-------- Source data

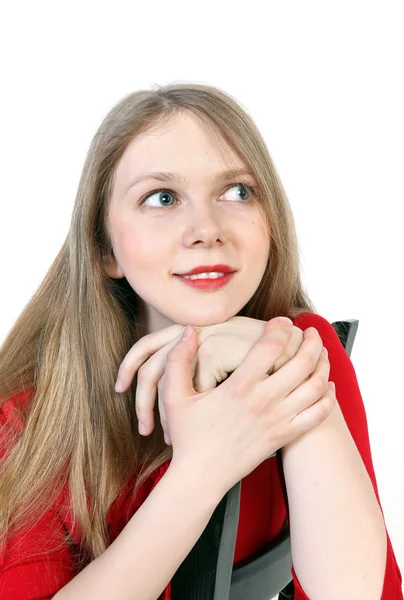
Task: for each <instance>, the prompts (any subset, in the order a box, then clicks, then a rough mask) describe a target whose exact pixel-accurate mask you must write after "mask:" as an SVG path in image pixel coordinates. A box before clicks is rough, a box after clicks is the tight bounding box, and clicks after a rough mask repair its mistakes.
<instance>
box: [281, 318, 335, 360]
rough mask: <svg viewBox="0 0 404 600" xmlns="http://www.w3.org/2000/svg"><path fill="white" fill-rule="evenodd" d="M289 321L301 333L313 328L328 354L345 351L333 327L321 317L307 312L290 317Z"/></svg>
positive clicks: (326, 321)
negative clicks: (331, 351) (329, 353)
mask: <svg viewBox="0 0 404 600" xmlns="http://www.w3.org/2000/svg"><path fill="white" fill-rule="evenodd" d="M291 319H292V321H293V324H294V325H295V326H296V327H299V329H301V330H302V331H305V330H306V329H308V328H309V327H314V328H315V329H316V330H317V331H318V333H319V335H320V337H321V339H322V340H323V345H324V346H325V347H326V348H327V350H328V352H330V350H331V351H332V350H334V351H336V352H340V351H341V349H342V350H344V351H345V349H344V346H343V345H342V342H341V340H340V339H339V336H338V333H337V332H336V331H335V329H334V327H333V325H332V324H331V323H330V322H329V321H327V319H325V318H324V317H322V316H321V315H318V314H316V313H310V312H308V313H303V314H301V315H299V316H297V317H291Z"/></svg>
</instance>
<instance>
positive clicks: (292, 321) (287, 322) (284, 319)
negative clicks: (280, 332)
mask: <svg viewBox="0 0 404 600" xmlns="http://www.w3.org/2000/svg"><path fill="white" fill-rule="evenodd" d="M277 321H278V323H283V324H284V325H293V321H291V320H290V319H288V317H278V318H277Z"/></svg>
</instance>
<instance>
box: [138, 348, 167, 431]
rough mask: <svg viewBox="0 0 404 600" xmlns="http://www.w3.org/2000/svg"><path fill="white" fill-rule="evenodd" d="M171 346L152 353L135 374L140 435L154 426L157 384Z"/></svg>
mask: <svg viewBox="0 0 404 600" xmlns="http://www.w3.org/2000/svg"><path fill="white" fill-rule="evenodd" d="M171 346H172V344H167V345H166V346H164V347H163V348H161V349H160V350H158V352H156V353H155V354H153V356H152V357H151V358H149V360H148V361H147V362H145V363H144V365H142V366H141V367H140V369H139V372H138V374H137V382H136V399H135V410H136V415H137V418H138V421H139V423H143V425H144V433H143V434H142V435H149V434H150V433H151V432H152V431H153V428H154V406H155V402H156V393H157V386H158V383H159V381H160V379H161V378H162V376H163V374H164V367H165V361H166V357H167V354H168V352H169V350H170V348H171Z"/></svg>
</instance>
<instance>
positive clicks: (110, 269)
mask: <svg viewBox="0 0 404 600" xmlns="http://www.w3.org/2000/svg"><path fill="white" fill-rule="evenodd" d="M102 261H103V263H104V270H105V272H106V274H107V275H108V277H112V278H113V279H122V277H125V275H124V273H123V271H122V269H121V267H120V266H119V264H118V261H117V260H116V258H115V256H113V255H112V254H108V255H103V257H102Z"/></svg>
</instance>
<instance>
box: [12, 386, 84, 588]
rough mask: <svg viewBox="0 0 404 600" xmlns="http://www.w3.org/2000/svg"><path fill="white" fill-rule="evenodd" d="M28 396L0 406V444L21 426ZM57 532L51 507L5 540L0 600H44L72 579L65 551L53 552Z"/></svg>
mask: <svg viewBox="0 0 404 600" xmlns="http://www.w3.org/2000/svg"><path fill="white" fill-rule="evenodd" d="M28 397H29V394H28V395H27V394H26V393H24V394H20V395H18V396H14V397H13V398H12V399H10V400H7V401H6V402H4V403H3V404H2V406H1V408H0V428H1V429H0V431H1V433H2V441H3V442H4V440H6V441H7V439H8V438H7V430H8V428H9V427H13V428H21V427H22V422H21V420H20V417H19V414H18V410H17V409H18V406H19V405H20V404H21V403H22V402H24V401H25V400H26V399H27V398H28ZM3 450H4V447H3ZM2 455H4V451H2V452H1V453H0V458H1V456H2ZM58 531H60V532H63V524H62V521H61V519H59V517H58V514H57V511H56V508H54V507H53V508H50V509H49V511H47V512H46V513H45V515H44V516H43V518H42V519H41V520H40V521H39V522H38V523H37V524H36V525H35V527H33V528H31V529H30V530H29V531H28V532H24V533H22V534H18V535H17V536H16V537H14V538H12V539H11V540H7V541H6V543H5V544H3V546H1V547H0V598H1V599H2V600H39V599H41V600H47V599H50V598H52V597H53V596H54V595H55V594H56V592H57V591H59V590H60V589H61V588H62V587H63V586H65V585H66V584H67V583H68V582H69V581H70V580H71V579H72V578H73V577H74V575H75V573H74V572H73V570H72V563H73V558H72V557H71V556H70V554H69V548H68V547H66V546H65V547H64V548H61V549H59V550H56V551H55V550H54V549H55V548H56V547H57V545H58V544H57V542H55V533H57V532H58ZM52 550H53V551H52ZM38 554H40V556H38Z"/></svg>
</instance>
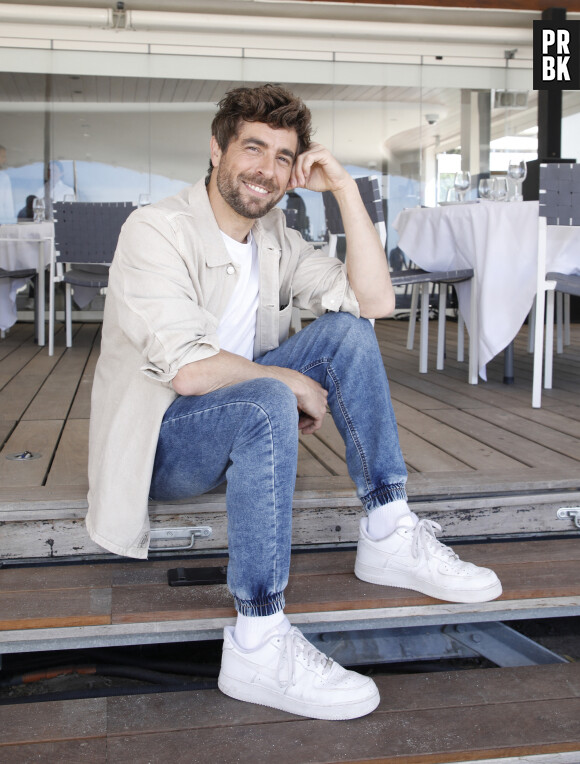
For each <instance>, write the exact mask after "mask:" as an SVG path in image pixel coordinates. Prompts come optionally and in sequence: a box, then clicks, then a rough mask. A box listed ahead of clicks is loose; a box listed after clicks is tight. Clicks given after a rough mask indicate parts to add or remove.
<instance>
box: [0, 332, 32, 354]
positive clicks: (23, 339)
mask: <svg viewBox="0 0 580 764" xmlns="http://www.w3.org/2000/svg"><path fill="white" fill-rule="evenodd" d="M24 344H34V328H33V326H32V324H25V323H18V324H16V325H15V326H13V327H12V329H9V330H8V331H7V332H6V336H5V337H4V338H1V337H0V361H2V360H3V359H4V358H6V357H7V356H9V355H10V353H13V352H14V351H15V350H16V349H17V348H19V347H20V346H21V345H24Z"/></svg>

----------------

Your assignment: Could each line of the data be written out exactly, with no pictures included?

Answer section:
Task: for each <instance>, the prompts (any subset, in the order a box, then clicks, then a rough mask) describe a target whose exact pixel-accurate mask you must write after "mask:" as an SVG path in image pixel coordinates. A box before clicks is rough, a box after clicks is the tight bounding box, and clicks after a rough mask repair its mistakes.
<instance>
box: [281, 318, 335, 360]
rough mask: <svg viewBox="0 0 404 600" xmlns="http://www.w3.org/2000/svg"><path fill="white" fill-rule="evenodd" d="M289 321L301 333L313 328L328 354L345 351L333 327L321 317L307 312L290 317Z"/></svg>
positive clicks: (326, 321)
negative clicks: (331, 351) (329, 353)
mask: <svg viewBox="0 0 404 600" xmlns="http://www.w3.org/2000/svg"><path fill="white" fill-rule="evenodd" d="M291 319H292V321H293V324H294V325H295V326H296V327H299V329H301V330H302V331H305V330H306V329H308V328H309V327H314V328H315V329H316V330H317V331H318V333H319V335H320V337H321V339H322V340H323V345H324V346H325V347H326V348H327V350H328V352H330V350H331V351H332V350H334V351H336V352H340V351H341V349H342V350H344V351H345V349H344V346H343V345H342V342H341V340H340V339H339V336H338V333H337V332H336V331H335V329H334V327H333V325H332V324H331V323H330V322H329V321H327V319H325V318H324V317H322V316H321V315H318V314H316V313H310V312H308V313H303V314H301V315H299V316H297V317H291Z"/></svg>
</instance>
<instance>
positive clicks: (292, 321) (287, 322) (284, 319)
negative clicks: (280, 332)
mask: <svg viewBox="0 0 404 600" xmlns="http://www.w3.org/2000/svg"><path fill="white" fill-rule="evenodd" d="M277 321H278V323H283V324H284V325H293V321H291V320H290V319H288V317H278V318H277Z"/></svg>
</instance>
<instance>
box: [138, 348, 167, 431]
rough mask: <svg viewBox="0 0 404 600" xmlns="http://www.w3.org/2000/svg"><path fill="white" fill-rule="evenodd" d="M171 346L152 353L135 374L140 435L154 426L157 384Z"/></svg>
mask: <svg viewBox="0 0 404 600" xmlns="http://www.w3.org/2000/svg"><path fill="white" fill-rule="evenodd" d="M171 346H172V344H167V345H166V346H164V347H163V348H161V349H160V350H158V352H156V353H155V354H153V356H152V357H151V358H149V360H148V361H147V362H145V363H144V365H142V366H141V367H140V369H139V372H138V374H137V382H136V399H135V410H136V415H137V418H138V421H139V423H143V425H144V433H143V434H142V435H149V434H150V433H151V432H152V431H153V428H154V406H155V402H156V393H157V386H158V383H159V381H160V379H161V378H162V376H163V374H164V367H165V361H166V357H167V354H168V352H169V350H170V348H171Z"/></svg>
</instance>
<instance>
positive clicks: (110, 269)
mask: <svg viewBox="0 0 404 600" xmlns="http://www.w3.org/2000/svg"><path fill="white" fill-rule="evenodd" d="M102 261H103V263H104V270H105V272H106V274H107V275H108V277H112V278H113V279H122V277H125V275H124V273H123V271H122V269H121V267H120V266H119V264H118V261H117V260H116V258H115V256H113V255H112V254H108V255H103V257H102Z"/></svg>
</instance>
<instance>
box: [12, 386, 84, 588]
rough mask: <svg viewBox="0 0 404 600" xmlns="http://www.w3.org/2000/svg"><path fill="white" fill-rule="evenodd" d="M28 396L0 406V444L21 426ZM57 532L51 507L5 540L0 600H44L72 579L65 551L53 552Z"/></svg>
mask: <svg viewBox="0 0 404 600" xmlns="http://www.w3.org/2000/svg"><path fill="white" fill-rule="evenodd" d="M28 397H29V394H28V395H27V394H26V393H24V394H20V395H18V396H14V397H13V398H12V399H10V400H7V401H6V402H4V403H3V404H2V406H1V408H0V428H1V429H0V431H1V433H2V441H3V442H4V440H6V441H7V439H8V438H7V430H8V428H9V427H13V428H21V427H22V422H21V420H20V417H19V414H18V410H17V409H18V406H19V405H20V404H21V403H22V402H24V401H25V400H26V399H27V398H28ZM3 450H4V447H3ZM2 455H4V451H2V452H1V453H0V458H1V456H2ZM58 531H60V532H63V524H62V521H61V519H59V517H58V514H57V511H56V508H54V507H53V508H50V509H49V511H47V512H46V513H45V515H44V516H43V518H42V519H41V520H40V521H39V522H38V523H37V524H36V525H35V527H33V528H31V529H30V530H29V531H28V532H24V533H22V534H18V535H17V536H16V537H14V538H12V539H11V540H7V541H6V543H5V544H3V546H1V547H0V598H1V599H2V600H39V599H41V600H47V599H50V598H52V597H53V596H54V595H55V594H56V592H57V591H59V590H60V589H61V588H62V587H63V586H65V585H66V584H67V583H68V582H69V581H70V580H71V579H72V578H73V577H74V575H75V573H74V572H73V570H72V563H73V558H72V557H71V556H70V554H69V548H68V547H66V546H65V547H64V548H61V549H59V550H56V551H55V550H54V549H55V548H56V547H57V545H58V544H57V542H55V533H57V532H58ZM52 550H53V551H52ZM38 554H40V556H38Z"/></svg>
</instance>
For each <instance>, write the exact mask after "mask:" as an SVG path in image pixel coordinates. Prompts come optionally and in sequence: a box, then clicks, then a rough mask. A box listed ahead of clicks is loose; a box listed after clicks is tight. Clicks given after a rough mask indicate parts to add or remove.
<instance>
box: [0, 332, 32, 354]
positive clicks: (23, 339)
mask: <svg viewBox="0 0 580 764" xmlns="http://www.w3.org/2000/svg"><path fill="white" fill-rule="evenodd" d="M24 344H34V328H33V326H32V324H25V323H18V324H16V325H15V326H13V327H12V329H9V330H8V331H7V332H6V336H5V337H4V338H1V337H0V361H2V360H3V359H4V358H6V357H7V356H9V355H10V353H13V352H14V351H15V350H16V349H17V348H19V347H20V346H21V345H24Z"/></svg>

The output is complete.